Problem details
Please rewrite the stretch of lines from the start through the line containing "121], [256, 120]]" in full, shifting every coordinate in the answers by adding 65.

**** Exercise materials ****

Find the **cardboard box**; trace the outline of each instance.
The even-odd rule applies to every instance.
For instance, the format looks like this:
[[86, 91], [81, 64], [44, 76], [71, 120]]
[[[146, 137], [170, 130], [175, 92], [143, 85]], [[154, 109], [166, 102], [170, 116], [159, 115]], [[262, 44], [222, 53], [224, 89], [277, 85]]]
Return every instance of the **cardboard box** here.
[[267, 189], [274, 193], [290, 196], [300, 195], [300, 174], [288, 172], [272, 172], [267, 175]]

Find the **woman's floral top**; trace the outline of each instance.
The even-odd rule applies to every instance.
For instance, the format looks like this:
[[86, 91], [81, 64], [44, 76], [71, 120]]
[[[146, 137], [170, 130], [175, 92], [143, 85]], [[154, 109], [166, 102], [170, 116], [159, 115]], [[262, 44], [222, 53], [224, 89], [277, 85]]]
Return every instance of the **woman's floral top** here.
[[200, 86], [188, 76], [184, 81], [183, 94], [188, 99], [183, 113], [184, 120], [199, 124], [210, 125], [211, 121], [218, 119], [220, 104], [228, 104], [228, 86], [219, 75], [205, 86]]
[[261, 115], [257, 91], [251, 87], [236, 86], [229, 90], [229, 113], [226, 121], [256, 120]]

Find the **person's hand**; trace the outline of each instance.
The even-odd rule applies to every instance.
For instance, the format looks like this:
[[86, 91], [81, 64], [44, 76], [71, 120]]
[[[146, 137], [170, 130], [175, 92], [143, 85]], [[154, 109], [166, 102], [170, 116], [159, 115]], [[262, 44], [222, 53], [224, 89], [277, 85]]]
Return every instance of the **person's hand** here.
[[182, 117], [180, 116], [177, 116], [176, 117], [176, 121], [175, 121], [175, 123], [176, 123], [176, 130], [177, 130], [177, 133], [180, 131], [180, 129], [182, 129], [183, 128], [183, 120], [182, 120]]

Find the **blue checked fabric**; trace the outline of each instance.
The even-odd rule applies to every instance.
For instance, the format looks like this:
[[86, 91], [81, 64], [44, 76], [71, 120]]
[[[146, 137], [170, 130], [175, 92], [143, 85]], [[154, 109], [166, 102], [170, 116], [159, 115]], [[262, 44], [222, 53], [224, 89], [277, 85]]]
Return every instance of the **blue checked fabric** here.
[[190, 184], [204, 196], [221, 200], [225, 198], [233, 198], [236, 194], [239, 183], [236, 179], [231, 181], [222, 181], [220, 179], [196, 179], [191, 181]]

****

Full response
Find the **cardboard box**; trace the outline of each instance.
The even-odd rule applies to every instance.
For instance, the format looks like this:
[[86, 91], [81, 64], [44, 76], [71, 120]]
[[[146, 137], [170, 130], [175, 92], [143, 85]], [[154, 109], [166, 102], [170, 116], [159, 115]], [[262, 44], [222, 53], [224, 89], [277, 85]]]
Return every instance of the **cardboard box** here.
[[332, 254], [339, 258], [355, 261], [365, 260], [365, 239], [353, 237], [337, 237], [332, 240]]

Find the **woman's floral top**; trace the outline of each instance.
The even-odd rule applies to every instance.
For instance, the format looks like this:
[[86, 91], [81, 64], [44, 76], [71, 120]]
[[[146, 137], [170, 130], [175, 92], [143, 85]], [[154, 109], [166, 102], [170, 116], [159, 115]], [[262, 44], [222, 53], [224, 89], [277, 85]]]
Return every instance of the **woman's floral top** here.
[[265, 151], [253, 141], [249, 146], [248, 159], [253, 164], [248, 178], [249, 185], [264, 189], [275, 190], [276, 186], [283, 184], [285, 169], [293, 169], [293, 151], [284, 140], [270, 151]]
[[326, 180], [322, 156], [316, 152], [301, 151], [294, 155], [294, 178], [291, 186], [321, 185]]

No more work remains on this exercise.